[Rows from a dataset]
========================

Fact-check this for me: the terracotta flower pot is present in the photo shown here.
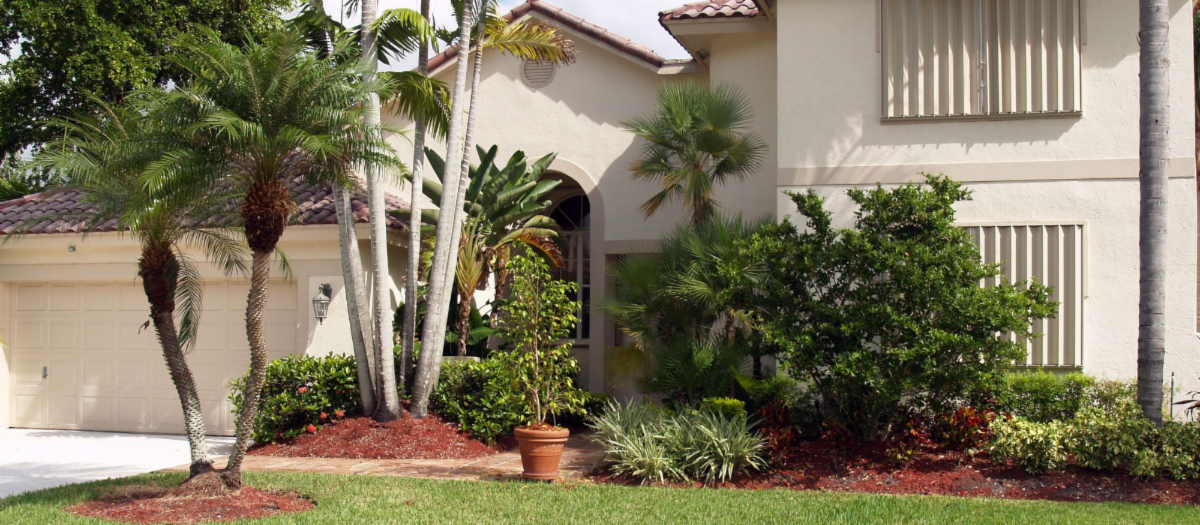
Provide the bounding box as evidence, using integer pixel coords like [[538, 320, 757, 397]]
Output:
[[514, 428, 571, 481]]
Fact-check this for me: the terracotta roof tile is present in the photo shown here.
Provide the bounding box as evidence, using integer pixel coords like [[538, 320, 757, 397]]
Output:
[[0, 177, 408, 235], [659, 0, 761, 22], [430, 0, 670, 71]]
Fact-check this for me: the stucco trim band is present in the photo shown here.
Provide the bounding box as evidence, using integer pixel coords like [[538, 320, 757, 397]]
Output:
[[778, 157, 1196, 186]]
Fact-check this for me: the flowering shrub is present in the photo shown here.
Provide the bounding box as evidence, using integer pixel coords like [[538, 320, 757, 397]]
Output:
[[229, 355, 362, 443]]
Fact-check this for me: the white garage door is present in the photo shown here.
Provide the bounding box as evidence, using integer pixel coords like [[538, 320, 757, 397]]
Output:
[[5, 282, 298, 435]]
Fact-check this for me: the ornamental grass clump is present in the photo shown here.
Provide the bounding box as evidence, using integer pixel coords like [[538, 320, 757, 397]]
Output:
[[592, 402, 767, 483]]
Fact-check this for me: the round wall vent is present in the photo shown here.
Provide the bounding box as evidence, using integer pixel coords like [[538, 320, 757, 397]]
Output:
[[521, 60, 558, 89]]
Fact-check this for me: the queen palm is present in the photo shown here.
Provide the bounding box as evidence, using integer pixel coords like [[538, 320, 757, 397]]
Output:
[[143, 31, 403, 488], [31, 101, 246, 477], [624, 80, 767, 223], [392, 146, 563, 356]]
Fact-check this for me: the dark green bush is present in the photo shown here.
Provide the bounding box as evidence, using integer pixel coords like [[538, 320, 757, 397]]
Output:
[[700, 398, 746, 420], [430, 356, 533, 442], [720, 176, 1055, 440], [229, 355, 362, 443]]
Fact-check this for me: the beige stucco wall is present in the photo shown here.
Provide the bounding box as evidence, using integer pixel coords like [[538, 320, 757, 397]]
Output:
[[778, 0, 1195, 186], [0, 225, 407, 428], [778, 179, 1200, 405]]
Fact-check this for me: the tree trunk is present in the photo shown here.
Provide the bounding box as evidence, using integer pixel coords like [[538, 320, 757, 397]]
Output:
[[410, 1, 474, 417], [361, 0, 403, 423], [1138, 0, 1170, 426], [334, 185, 378, 414], [400, 0, 430, 393], [222, 249, 274, 489], [138, 246, 212, 478]]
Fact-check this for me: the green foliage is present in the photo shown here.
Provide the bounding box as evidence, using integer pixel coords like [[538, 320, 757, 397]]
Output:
[[229, 355, 362, 443], [990, 417, 1067, 475], [721, 176, 1055, 440], [496, 257, 584, 426], [604, 217, 769, 406], [1064, 403, 1156, 470], [0, 0, 292, 157], [700, 398, 746, 420], [592, 402, 766, 483], [623, 80, 768, 223], [430, 357, 533, 443], [994, 370, 1096, 423]]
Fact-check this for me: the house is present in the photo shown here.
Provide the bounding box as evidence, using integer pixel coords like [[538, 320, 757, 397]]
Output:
[[391, 0, 1200, 393], [0, 0, 1200, 433], [0, 177, 408, 435]]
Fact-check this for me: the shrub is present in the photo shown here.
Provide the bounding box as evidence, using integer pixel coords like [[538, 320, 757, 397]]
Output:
[[430, 356, 532, 442], [990, 417, 1067, 475], [229, 355, 362, 443], [1066, 403, 1156, 470], [700, 398, 746, 420], [720, 176, 1054, 440], [592, 402, 766, 483]]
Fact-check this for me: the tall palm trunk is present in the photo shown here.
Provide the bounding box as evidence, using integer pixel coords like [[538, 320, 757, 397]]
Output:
[[1138, 0, 1171, 426], [334, 185, 377, 414], [222, 180, 293, 489], [308, 0, 374, 414], [410, 1, 474, 417], [400, 0, 430, 386], [361, 0, 403, 422], [138, 246, 212, 477], [449, 11, 488, 357]]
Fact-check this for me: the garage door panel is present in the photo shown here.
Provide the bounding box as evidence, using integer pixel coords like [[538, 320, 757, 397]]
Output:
[[47, 396, 79, 428], [12, 319, 46, 350], [6, 282, 298, 434], [49, 321, 79, 350], [80, 396, 113, 429], [12, 394, 46, 427], [79, 316, 116, 351], [47, 356, 79, 393], [13, 284, 46, 312], [49, 284, 80, 312]]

========================

• INSTRUCTIONS TO FOLLOW
Copy the items from the start through the line containing "[[778, 157, 1196, 186]]", swapping "terracotta" for "clay" and changing nothing else. Leave the pictures out of your answer.

• ANSWER FOR THE TASK
Fact-check this for me: the clay flower pot is present in the photo shown here.
Provide the bounding box as evidence, using integer pixel coords like [[538, 320, 757, 397]]
Output:
[[514, 428, 571, 481]]
Fact-check this for me: the clay roof tile is present in the photo shown here.
Provide the bounding box as evidence, using integer pixel coords like [[538, 320, 757, 397]]
Output:
[[0, 177, 408, 235], [659, 0, 761, 22], [430, 0, 670, 71]]
Fact-check this for me: the stucco trim band is present in the photo shown here.
Provide the bounding box as evidence, using integer pixel coords like [[538, 320, 757, 397]]
Output:
[[778, 157, 1196, 186]]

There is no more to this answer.